Natural-language object grounding data
::::::::

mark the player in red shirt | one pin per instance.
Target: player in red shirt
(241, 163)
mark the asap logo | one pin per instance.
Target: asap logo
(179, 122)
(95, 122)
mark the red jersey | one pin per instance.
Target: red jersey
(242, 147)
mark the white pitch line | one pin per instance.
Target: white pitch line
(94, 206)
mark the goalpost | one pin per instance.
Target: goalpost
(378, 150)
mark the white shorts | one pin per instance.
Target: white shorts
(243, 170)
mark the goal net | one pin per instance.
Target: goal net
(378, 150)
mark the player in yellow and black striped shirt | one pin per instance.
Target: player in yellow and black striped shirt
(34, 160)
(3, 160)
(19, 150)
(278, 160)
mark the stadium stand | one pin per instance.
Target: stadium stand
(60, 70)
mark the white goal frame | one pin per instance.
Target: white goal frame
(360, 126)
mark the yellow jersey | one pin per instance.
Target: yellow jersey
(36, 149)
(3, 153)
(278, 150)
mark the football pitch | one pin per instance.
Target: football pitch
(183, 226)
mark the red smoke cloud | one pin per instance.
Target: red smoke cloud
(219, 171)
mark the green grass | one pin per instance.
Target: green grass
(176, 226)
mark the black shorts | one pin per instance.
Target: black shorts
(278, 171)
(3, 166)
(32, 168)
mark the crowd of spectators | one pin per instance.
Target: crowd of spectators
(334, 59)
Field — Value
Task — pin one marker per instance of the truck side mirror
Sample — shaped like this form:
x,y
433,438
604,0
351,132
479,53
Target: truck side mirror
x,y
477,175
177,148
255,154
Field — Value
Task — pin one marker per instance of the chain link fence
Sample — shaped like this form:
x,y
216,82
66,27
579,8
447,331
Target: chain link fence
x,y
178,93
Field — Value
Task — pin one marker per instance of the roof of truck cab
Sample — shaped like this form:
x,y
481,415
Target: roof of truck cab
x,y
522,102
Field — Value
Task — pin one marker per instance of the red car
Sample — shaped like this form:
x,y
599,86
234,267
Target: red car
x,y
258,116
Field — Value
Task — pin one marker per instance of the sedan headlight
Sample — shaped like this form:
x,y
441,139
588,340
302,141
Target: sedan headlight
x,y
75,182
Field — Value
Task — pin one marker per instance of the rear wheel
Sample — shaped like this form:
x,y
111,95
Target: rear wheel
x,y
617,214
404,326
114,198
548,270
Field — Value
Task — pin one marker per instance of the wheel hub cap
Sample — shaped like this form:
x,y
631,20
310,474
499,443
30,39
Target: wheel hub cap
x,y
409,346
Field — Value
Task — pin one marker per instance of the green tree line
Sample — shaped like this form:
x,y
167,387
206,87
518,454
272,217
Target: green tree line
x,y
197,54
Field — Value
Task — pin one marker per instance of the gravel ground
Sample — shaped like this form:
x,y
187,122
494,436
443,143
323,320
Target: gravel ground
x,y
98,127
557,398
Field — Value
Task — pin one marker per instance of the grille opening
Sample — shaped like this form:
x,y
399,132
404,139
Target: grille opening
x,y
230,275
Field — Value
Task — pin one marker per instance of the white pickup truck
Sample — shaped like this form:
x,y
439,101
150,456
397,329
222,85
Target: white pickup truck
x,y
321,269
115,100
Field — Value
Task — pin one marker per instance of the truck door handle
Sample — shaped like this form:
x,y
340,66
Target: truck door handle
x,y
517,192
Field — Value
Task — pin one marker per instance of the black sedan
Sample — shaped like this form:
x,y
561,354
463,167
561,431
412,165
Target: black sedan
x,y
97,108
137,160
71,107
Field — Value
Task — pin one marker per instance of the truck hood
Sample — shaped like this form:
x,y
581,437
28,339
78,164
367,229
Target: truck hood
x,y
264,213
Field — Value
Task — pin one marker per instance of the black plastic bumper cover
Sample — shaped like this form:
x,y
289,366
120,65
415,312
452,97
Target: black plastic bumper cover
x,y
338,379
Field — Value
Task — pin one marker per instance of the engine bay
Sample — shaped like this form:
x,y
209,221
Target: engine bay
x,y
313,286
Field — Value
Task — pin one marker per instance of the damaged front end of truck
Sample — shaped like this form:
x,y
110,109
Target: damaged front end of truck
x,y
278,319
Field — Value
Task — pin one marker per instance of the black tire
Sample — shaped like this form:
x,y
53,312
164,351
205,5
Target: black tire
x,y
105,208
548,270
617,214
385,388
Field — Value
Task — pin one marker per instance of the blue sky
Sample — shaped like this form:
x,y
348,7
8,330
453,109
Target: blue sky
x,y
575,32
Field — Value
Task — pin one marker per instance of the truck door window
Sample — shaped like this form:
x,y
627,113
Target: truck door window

::::::::

ABOUT THIS TASK |
In the entries above, locate every line with the word "window" and copy it.

SOLUTION |
Task — pin one marker per instance of the truck door window
Target: truck door window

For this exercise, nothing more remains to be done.